PROBLEM REQUIREMENTS: Please reproduce the data exactly, excluding any pictures it contains.

[Referring expression data]
-=-=-
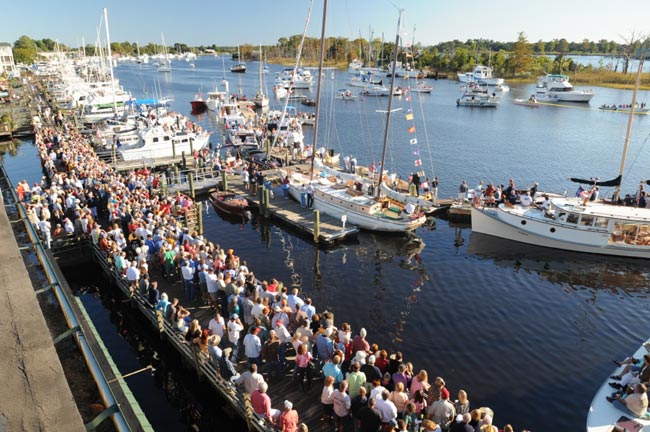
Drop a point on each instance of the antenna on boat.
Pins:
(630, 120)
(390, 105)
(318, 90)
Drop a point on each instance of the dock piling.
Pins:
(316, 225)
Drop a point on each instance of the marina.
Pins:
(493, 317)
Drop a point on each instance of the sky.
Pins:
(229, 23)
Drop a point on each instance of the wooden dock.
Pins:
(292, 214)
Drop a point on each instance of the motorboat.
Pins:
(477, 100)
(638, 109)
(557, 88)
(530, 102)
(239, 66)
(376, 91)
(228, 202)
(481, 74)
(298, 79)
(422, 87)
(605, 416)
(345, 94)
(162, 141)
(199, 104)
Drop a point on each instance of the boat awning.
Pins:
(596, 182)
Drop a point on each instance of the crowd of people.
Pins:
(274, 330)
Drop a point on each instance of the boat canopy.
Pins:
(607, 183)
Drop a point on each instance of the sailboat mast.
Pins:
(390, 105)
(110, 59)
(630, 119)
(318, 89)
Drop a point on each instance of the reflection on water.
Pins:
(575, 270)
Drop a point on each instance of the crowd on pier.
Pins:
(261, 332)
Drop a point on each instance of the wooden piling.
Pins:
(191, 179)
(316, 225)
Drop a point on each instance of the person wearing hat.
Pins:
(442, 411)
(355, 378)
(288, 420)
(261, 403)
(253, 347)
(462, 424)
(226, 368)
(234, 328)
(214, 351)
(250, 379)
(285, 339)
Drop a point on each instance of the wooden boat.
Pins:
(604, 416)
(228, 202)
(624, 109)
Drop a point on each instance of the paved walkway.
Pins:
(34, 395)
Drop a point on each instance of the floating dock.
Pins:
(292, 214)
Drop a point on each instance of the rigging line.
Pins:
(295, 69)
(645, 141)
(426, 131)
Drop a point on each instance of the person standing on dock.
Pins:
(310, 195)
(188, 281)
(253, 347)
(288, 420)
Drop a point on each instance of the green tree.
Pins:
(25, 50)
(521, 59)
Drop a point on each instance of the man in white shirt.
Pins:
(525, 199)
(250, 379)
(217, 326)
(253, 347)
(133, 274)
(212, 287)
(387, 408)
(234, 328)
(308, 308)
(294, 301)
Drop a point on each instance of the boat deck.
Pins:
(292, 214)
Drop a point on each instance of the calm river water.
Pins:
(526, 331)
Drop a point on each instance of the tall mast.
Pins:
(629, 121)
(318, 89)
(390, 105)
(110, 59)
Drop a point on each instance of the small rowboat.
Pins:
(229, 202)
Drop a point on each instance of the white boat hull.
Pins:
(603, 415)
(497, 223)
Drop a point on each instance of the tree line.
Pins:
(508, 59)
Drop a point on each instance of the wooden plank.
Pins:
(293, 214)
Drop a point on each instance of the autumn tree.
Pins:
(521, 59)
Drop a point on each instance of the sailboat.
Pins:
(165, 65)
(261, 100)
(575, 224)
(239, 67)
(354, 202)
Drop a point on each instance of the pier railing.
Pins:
-=-=-
EXERCISE SOLUTION:
Drop a point on each instance of the antenna on boat.
Pins:
(630, 120)
(390, 105)
(318, 90)
Drop a point on each instance of the dock piling.
Pins:
(316, 225)
Drop a point on each instance of the marina.
Pins:
(493, 317)
Drop a point on each instance of the sky.
Pins:
(229, 23)
Drop a point on each instance of the wooden dock.
Pins:
(292, 214)
Drop a point on each instance of the motorboat.
Pins:
(477, 100)
(638, 109)
(557, 88)
(530, 102)
(239, 66)
(376, 91)
(228, 202)
(481, 74)
(298, 79)
(422, 87)
(605, 416)
(345, 94)
(162, 141)
(199, 104)
Drop a point on each instance of the boat awning.
Pins:
(596, 182)
Drop a point on each instance of the crowd of people.
Pins:
(274, 330)
Drop a point on each instance of the boat canopy.
Pins:
(607, 183)
Drop a point on each instance of the sailboat mast.
Pins:
(390, 105)
(110, 59)
(630, 119)
(318, 89)
Drop a point on each instance of the reflection on water.
Pins:
(575, 270)
Drop a point on each instance of the crowd on pier.
Pins:
(261, 332)
Drop a point on each instance of the wooden piling.
Pins:
(191, 179)
(316, 225)
Drop a point on each instance of the person wearing hat.
Pins:
(442, 411)
(355, 378)
(288, 420)
(261, 403)
(253, 347)
(462, 424)
(226, 368)
(234, 328)
(214, 351)
(250, 379)
(285, 339)
Drop a point on each instance of the wooden boat.
Pins:
(604, 416)
(228, 202)
(624, 109)
Drop a point on each instance of the paved walkway.
Pins:
(34, 395)
Drop a point on each instance of the floating dock.
Pins:
(292, 214)
Drop a point on each instance of the rigging line.
Pins:
(295, 69)
(645, 141)
(426, 131)
Drop a point on each instance of the person standing on dock.
Pins:
(310, 195)
(188, 281)
(253, 347)
(288, 420)
Drop a point on each instance of the green tree.
Pins:
(25, 50)
(521, 59)
Drop a point on each instance of the man in white shirt.
Pins:
(525, 199)
(250, 379)
(217, 326)
(253, 347)
(133, 274)
(212, 287)
(387, 408)
(234, 328)
(308, 308)
(294, 301)
Drop a point on each instance of the boat deck.
Pins:
(292, 214)
Drop a point on each instance of the calm river water.
Pins:
(526, 331)
Drop a point on each instance of the tall mast.
Pins:
(629, 121)
(318, 89)
(390, 105)
(110, 59)
Drop a point on each instance of the small rowboat.
Pins:
(229, 202)
Drop a point on each instance of the white boat hull.
Pins:
(603, 415)
(497, 223)
Drop a point on each instance of the tree line.
Pins:
(508, 59)
Drop a point on each instance of the wooden plank.
Pins:
(293, 214)
Drop a point on each instance of the autumn tree.
Pins:
(521, 59)
Drop a point on each instance of the sailboat.
Pins:
(165, 65)
(261, 100)
(575, 224)
(239, 67)
(354, 202)
Drop a point on each instance of the pier railing.
Pins:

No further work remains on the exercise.